Aim of the exercise:
Can you write out the data word for word, from its very beginning through the line containing "Kindly enter the", with that line included?

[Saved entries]

* START *

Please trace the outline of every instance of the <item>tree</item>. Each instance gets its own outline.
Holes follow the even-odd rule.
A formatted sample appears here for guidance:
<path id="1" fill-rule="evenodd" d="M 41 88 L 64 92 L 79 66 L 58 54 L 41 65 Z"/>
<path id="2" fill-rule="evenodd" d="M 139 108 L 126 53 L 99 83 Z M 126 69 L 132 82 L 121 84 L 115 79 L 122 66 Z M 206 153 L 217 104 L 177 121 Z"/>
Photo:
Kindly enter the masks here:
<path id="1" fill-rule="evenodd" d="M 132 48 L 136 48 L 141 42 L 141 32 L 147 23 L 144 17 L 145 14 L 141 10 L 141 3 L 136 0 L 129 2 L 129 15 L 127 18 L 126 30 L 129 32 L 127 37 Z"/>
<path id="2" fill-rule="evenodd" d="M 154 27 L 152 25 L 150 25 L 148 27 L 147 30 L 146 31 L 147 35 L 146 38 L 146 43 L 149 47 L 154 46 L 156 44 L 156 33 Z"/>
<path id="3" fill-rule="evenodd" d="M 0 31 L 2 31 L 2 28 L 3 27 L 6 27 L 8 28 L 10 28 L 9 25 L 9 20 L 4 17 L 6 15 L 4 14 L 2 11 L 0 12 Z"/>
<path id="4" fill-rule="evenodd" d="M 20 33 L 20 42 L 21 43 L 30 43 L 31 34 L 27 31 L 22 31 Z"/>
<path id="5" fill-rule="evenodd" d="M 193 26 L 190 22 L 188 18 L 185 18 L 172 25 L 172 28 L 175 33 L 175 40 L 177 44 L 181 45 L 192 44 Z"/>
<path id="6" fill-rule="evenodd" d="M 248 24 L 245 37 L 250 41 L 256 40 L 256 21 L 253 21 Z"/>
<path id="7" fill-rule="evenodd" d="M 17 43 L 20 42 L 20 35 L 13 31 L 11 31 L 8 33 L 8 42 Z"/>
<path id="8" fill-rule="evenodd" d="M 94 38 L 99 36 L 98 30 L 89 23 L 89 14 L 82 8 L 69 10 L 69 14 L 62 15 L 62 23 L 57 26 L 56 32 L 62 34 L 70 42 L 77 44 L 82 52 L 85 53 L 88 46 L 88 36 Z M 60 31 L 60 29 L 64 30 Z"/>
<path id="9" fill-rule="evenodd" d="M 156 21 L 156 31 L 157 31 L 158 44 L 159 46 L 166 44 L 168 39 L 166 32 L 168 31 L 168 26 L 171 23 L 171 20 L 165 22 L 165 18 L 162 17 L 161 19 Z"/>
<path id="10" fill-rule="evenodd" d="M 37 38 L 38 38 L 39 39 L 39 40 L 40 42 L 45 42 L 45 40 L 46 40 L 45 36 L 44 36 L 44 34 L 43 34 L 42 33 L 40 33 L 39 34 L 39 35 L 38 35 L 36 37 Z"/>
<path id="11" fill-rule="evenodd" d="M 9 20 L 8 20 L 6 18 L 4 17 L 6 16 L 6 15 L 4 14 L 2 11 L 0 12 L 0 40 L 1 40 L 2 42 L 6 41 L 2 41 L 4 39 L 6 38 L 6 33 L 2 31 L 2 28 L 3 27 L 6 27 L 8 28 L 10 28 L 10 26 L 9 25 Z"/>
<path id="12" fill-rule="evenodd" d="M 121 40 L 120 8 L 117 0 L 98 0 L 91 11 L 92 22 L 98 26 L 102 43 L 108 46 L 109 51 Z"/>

* END *

Solution to the exercise:
Please trace the outline of every instance of the <item>tree</item>. Each instance gets its own outline.
Holes follow the even-odd rule.
A formatted sample appears here for guidance:
<path id="1" fill-rule="evenodd" d="M 41 88 L 64 92 L 79 66 L 58 54 L 41 65 Z"/>
<path id="2" fill-rule="evenodd" d="M 139 108 L 126 53 L 99 83 Z M 126 69 L 132 82 L 121 84 L 115 79 L 122 66 Z M 206 153 L 217 104 L 177 121 Z"/>
Photo:
Kindly enter the masks here:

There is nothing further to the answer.